**TASK TO COMPLETE:** Reproduce all of the following material verbatim, line for line.

**SUPPLIED DATA:**

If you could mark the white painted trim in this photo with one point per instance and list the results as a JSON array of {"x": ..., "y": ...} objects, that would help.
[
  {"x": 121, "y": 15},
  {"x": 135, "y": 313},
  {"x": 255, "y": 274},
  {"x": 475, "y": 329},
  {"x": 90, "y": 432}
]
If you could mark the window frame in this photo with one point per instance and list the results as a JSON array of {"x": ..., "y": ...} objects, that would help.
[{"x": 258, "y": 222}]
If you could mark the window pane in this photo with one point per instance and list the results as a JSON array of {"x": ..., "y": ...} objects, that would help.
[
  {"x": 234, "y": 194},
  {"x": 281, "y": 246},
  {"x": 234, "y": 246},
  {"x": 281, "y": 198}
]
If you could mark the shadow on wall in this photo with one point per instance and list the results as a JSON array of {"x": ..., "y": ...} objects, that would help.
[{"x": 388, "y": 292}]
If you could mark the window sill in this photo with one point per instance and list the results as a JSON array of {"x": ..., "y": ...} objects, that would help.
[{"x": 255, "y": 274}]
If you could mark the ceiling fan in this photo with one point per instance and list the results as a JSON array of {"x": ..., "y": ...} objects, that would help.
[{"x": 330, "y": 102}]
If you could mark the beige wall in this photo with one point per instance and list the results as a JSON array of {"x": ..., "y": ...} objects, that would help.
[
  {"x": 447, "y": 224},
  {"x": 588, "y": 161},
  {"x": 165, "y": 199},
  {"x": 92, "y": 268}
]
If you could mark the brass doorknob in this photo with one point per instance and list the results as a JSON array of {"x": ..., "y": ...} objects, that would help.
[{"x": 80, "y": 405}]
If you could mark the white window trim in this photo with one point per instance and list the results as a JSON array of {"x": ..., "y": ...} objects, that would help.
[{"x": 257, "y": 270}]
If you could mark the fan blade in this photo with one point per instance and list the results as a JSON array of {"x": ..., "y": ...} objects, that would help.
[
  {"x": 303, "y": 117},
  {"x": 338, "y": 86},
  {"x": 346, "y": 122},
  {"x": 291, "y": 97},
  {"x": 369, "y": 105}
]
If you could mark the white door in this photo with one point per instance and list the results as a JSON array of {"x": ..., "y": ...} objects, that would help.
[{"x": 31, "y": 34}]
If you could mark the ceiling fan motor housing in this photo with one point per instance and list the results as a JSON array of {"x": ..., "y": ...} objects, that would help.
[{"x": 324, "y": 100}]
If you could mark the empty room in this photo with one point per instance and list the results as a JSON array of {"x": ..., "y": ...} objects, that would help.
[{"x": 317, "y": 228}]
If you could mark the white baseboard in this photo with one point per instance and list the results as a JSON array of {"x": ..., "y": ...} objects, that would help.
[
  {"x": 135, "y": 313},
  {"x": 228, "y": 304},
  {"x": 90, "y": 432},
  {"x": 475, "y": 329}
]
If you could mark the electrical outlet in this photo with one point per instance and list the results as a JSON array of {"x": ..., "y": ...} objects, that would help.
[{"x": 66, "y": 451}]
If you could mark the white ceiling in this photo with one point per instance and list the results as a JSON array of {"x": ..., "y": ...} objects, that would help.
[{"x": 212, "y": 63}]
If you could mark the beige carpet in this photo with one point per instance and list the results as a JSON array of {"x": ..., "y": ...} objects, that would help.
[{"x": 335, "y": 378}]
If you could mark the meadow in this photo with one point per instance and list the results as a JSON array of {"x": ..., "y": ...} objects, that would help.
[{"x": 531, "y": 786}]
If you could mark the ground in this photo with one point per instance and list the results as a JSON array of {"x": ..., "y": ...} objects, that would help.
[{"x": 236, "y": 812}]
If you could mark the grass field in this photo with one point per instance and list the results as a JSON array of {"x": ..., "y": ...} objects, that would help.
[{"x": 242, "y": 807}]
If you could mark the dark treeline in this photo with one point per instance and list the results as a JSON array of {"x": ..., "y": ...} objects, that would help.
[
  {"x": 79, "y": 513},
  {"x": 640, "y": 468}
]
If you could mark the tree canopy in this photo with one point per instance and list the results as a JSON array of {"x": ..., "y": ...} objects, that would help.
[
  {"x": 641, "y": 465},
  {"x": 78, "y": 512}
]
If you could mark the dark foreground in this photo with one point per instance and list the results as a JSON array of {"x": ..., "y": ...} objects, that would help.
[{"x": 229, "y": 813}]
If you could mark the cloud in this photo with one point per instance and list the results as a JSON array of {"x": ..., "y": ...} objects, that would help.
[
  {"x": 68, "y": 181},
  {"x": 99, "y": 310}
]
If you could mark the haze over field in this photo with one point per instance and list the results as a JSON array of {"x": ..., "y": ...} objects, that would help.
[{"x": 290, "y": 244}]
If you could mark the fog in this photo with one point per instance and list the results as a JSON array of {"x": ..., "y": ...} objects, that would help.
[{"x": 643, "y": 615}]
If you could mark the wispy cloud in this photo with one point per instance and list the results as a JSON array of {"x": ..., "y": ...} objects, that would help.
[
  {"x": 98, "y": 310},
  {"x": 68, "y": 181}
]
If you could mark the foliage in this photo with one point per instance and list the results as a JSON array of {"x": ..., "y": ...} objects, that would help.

**FINISHED EXERCISE:**
If you could mark the white painted trim in this photo with one point per instance and list the results as a JSON array of {"x": ..., "y": ...} objects, that would help.
[
  {"x": 121, "y": 15},
  {"x": 135, "y": 313},
  {"x": 255, "y": 274},
  {"x": 475, "y": 329},
  {"x": 90, "y": 432}
]
If you could mark the window frame in this photo with one point per instance and list the results as a JSON array of {"x": ..., "y": ...} objects, that would help.
[{"x": 258, "y": 222}]
If you could mark the window pane in this photo with one point per instance and list the results as a JSON array of {"x": ..., "y": ...} objects, that would help.
[
  {"x": 234, "y": 194},
  {"x": 281, "y": 246},
  {"x": 234, "y": 246},
  {"x": 281, "y": 198}
]
If you could mark the shadow on wall in this photo with one point per instance and list the results as a JSON array of {"x": ..., "y": ...} objects, that would help.
[{"x": 388, "y": 292}]
If you could mark the window sill in this photo with one point per instance and list the results as a JSON array of {"x": ..., "y": ...} objects, that would help.
[{"x": 255, "y": 274}]
If you could mark the ceiling fan in this photo with one point per instance and list the results as a JSON array of {"x": ..., "y": ...} objects, that would help.
[{"x": 330, "y": 102}]
If you could mark the beige wall in this photo with one point per instance and list the results as a JSON array of {"x": ..., "y": ...} objects, that would help.
[
  {"x": 447, "y": 224},
  {"x": 588, "y": 161},
  {"x": 165, "y": 199},
  {"x": 92, "y": 268}
]
If you could mark the brass doorknob in this photo with one point per instance and list the results as a JSON array of {"x": ..., "y": ...} objects, that would help.
[{"x": 80, "y": 405}]
If you could mark the white window trim in this photo with one point per instance and list the results as a JSON array of {"x": ..., "y": ...} objects, that would help.
[{"x": 257, "y": 270}]
If you could mark the fan blade in this photo with one point per instance and list the results as a JSON array of {"x": ..., "y": ...} objects, that would help.
[
  {"x": 303, "y": 117},
  {"x": 338, "y": 86},
  {"x": 346, "y": 122},
  {"x": 291, "y": 97},
  {"x": 369, "y": 105}
]
If you could mark the white door in this photo with one point per instance and list the results as a JSON array of {"x": ..., "y": ...} objects, that would help.
[{"x": 31, "y": 34}]
If you could mark the ceiling fan motor housing in this photo with one point per instance and list the results as a JSON array of {"x": ..., "y": ...} objects, that would help.
[{"x": 324, "y": 100}]
If you could mark the empty room in this photo with one point per instance and list the results as a JSON array of {"x": ..., "y": ...} objects, that would help.
[{"x": 317, "y": 228}]
If you could mark the white baseboard in this photo with one point per instance and list the results as a JSON array of {"x": ..., "y": ...} objects, that would help.
[
  {"x": 135, "y": 313},
  {"x": 228, "y": 304},
  {"x": 90, "y": 432},
  {"x": 475, "y": 329}
]
If you could mark the electrical outlet in this photo with one point per instance and list the results as a JSON array of {"x": ..., "y": ...} objects, that would help.
[{"x": 66, "y": 451}]
If you could mark the white ceiling in this photo with one point per instance and list the results as a JSON array of {"x": ..., "y": ...} objects, that would help.
[{"x": 212, "y": 63}]
If you could mark the beige carpet in this photo with one point per instance and list the results as a JSON array of {"x": ..., "y": ...} objects, that would help.
[{"x": 335, "y": 378}]
If you could mark the meadow in this photo with one point per instance and list the results as a JSON array of {"x": ..., "y": ...} objects, that would help.
[{"x": 531, "y": 786}]
If you could mark the ground in this photo with one point per instance and list the results as a JSON array of {"x": ..., "y": ...} objects, that would help.
[{"x": 236, "y": 812}]
If you could mark the grass field in this photo with one point per instance and list the results as a JSON array of {"x": ..., "y": ...} objects, that would help.
[{"x": 242, "y": 807}]
If you could mark the dark treeline in this photo with one point per instance and list the results as a JSON array of {"x": ..., "y": ...} objects, that would help.
[
  {"x": 79, "y": 513},
  {"x": 640, "y": 468}
]
If you could mark the tree canopy in this photo with one point per instance and list the results as a JSON array of {"x": ..., "y": ...} objects, that would help.
[
  {"x": 641, "y": 465},
  {"x": 78, "y": 512}
]
If you could mark the dark foreground in this photo with one point per instance and list the results as a JSON array of {"x": ..., "y": ...} objects, that would help.
[{"x": 229, "y": 813}]
If you could mark the cloud in this photo with one point per instance and list the results as a JSON array of {"x": ..., "y": ...} objects, that would help.
[
  {"x": 68, "y": 181},
  {"x": 99, "y": 310}
]
If you could mark the haze over field in this photo with one point per instance and list the results as a JSON array of {"x": ..., "y": ...} objects, that would help.
[{"x": 290, "y": 244}]
If you could mark the fog in this photo with one point per instance and list the results as a JSON array of {"x": ..., "y": ...} objects, that would help.
[{"x": 643, "y": 615}]
If you could mark the wispy cloud in this photo with one point per instance and list the results as a JSON array of {"x": ..., "y": ...} objects, that would help.
[
  {"x": 98, "y": 310},
  {"x": 68, "y": 181}
]
If you could mark the foliage in this photo with one point per instance and list the results as a JSON array of {"x": ..., "y": ...} objects, that would help.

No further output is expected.